■ TEXTAUSZUG ■
________

"Entfalte deine Persönlichkeit und dein volles Potenzial! Tue etwas für deine Work-Life-Balance! Mit uns wirst du beruflich erfolgreich!" Das Internet ist voller solcher Angebote. Wenn man nicht aufpasst, dann fällt man vielleicht auf unseriöse Anbieter herein und ist möglicherweise auch einige tausend Euro los.
Unseriöse Coaching-Angebote meist wenig individuell
SWR1: Woran erkenne ich unseriöse Angebote dieser Art?
Julia Gerhards: Es ist gar nicht so einfach zu unterscheiden, was ist seriös, was ist unseriös? Am wichtigsten ist natürlich der Coach. Der Coach sollte wirklich qualifiziert sein: Ausbildung, Studium, Zertifizierung in dem entsprechenden Bereich und wirklich für mein Themenfeld fachlich ausgewiesen sein. Das ist die erste Voraussetzung.
Alle die, die sagen, dass sie eigentlich in fast allen Bereichen etwas sagen können und auch bei allen Problemen weiterhelfen können, das riecht schon danach, dass es unseriös sein kann.
SWR1: Da wird sehr viel versprochen, mit dem Ziel, dass man einen Coaching-Vertrag unterschreibt.
Gerhards: Genauso ist es. Meistens wird dann so ein ganzes Leistungspaket, bestehend aus Videomaterial, Skripten oder Ähnlichem angeboten, dass man irgendwie herunterladen kann – in irgendeinem Mitgliederbereich, auch in den sozialen Netzwerken, wo man sich mit den anderen Teilnehmenden vernetzen kann. Häufig werden irgendwelche Elemente angeboten, bei denen man einen wöchentlichen Live-Call mit dem Coach hat oder man ist in einem speziellen WhatsApp-Kanal, wo man dann individuelle Fragen stellen kann.
Sehr individuell ist das, wie man schon an dem fertig geschnürten Angebot merkt, eigentlich gar nicht. Eigentlich ist ja der Coaching-Gedanke, dass ihr da sehr individuell an den ganz eigenen Themen arbeitet. Das kommt da viel zu kurz.
SWR1: Sie kritisieren also, dass es eben Allgemeinheiten sind, die dann dort für viel Geld verkauft werden?

________

■ QUELLENMATERIAL ■

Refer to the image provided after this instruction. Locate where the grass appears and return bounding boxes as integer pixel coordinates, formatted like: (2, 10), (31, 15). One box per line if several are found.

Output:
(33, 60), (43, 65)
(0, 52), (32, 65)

________

■ ZIEL DER AUFGABE ■
Zähle alle Nachweise auf, die laut dem Text über unseriöse Coaching-Angebote einen qualifizierten Coach auszeichnen. Für die Bearbeitung braucht man die Zeilen nicht.

■ ANTWORT ■
Ausbildung, Studium, Zertifizierung in dem entsprechenden Bereich